Data entries:
★ ★ ★ ★ ★ ★ ★

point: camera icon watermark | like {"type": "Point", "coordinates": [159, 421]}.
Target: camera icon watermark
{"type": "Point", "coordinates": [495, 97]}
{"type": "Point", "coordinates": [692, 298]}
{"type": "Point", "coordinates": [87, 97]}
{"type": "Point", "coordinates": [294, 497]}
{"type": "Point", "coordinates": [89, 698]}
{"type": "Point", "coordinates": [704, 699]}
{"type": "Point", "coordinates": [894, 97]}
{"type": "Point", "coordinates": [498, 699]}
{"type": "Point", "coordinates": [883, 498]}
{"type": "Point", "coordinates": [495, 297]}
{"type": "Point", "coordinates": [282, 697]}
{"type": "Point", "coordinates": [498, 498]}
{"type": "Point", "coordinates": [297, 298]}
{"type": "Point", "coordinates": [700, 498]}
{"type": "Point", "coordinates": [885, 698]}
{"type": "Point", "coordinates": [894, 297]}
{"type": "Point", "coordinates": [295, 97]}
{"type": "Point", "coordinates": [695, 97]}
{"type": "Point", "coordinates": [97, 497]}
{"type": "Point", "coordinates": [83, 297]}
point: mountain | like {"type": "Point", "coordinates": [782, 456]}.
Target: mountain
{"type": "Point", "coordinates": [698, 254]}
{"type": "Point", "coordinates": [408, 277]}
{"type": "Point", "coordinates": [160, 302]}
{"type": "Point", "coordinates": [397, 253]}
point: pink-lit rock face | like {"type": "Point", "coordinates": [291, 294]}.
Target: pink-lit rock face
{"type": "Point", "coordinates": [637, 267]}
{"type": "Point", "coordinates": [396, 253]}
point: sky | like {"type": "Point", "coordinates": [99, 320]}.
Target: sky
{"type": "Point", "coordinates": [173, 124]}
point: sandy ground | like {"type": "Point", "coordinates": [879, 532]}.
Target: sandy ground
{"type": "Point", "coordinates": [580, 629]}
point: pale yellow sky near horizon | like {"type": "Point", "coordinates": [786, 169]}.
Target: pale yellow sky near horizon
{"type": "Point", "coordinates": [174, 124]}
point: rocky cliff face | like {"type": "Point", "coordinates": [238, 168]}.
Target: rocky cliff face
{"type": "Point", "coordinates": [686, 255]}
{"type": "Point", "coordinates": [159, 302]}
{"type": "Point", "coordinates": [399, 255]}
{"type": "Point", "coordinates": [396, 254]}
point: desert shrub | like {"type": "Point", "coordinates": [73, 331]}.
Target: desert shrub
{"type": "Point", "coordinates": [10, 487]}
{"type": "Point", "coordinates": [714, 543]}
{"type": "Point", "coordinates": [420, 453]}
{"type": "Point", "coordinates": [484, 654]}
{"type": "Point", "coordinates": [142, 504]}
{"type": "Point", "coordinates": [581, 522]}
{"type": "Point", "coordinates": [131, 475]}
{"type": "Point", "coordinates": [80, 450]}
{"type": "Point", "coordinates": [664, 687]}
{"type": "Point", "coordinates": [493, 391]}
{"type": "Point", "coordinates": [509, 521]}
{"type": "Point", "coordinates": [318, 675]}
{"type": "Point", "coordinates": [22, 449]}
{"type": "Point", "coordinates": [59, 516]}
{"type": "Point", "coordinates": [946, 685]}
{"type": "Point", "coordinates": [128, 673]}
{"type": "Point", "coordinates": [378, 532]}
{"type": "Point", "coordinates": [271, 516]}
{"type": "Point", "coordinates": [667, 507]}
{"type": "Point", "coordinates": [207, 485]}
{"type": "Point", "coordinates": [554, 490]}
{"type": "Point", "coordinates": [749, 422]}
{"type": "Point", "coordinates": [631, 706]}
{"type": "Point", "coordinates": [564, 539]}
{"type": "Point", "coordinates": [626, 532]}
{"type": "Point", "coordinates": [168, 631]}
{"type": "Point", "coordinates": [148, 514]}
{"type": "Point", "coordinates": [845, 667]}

★ ★ ★ ★ ★ ★ ★

## WORK TO COMPLETE
Repeat exactly the lines above from the one with "Target: sandy ground" up to and including the one with "point: desert shrub". No other line belongs in the reply.

## TASK SOLUTION
Target: sandy ground
{"type": "Point", "coordinates": [580, 629]}
point: pale yellow sky near horizon | like {"type": "Point", "coordinates": [786, 169]}.
Target: pale yellow sky near horizon
{"type": "Point", "coordinates": [174, 124]}
point: rocky cliff face | like {"type": "Point", "coordinates": [238, 168]}.
Target: rocky cliff face
{"type": "Point", "coordinates": [686, 255]}
{"type": "Point", "coordinates": [159, 302]}
{"type": "Point", "coordinates": [399, 255]}
{"type": "Point", "coordinates": [396, 254]}
point: desert shrub | like {"type": "Point", "coordinates": [73, 331]}.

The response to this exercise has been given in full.